++++ DOCUMENT ++++
Albert Fish

  • Born: May 19, 1870
  • Birthplace: Washington, D.C.
  • Died: January 16, 1936
  • Place of death: Sing Sing Prison, Ossining, New York

American child molester, serial killer, and cannibal

Major offenses: Murder of eleven-year-old Grace Budd; additional child kidnappings and murders

Active: June 3, 1928-February 11, 1927

Locale: New York City; claimed to have attacked children in twenty-three states

Sentence: Death by electrocution for first-degree murder

Early Life

The father of Hamilton Fish (fihsh), who claimed descent from “Revolutionary stock,” was seventy-five years old at Hamilton’s birth. When the boy was five, his father died, and his mother sent Albert to St. John’s Orphanage, Washington, D.C. There Fish changed his name to Albert; he also began stammering and wetting the bed. Worse, his sadomasochism flowered: “I saw so many boys whipped,” he said, “it ruined my mind.”
++++
### TO BE DONE
Reproduce the Albert Fish profile above word for word, from its title through the last line.
++++ DATASET EXTRACT ++++
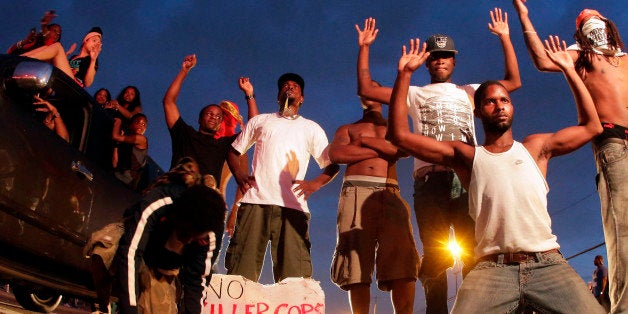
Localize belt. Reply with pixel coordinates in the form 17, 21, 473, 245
++++
### EXERCISE SOLUTION
Albert Fish

  • Born: May 19, 1870
  • Birthplace: Washington, D.C.
  • Died: January 16, 1936
  • Place of death: Sing Sing Prison, Ossining, New York

American child molester, serial killer, and cannibal

Major offenses: Murder of eleven-year-old Grace Budd; additional child kidnappings and murders

Active: June 3, 1928-February 11, 1927

Locale: New York City; claimed to have attacked children in twenty-three states

Sentence: Death by electrocution for first-degree murder

Early Life

The father of Hamilton Fish (fihsh), who claimed descent from “Revolutionary stock,” was seventy-five years old at Hamilton’s birth. When the boy was five, his father died, and his mother sent Albert to St. John’s Orphanage, Washington, D.C. There Fish changed his name to Albert; he also began stammering and wetting the bed. Worse, his sadomasochism flowered: “I saw so many boys whipped,” he said, “it ruined my mind.”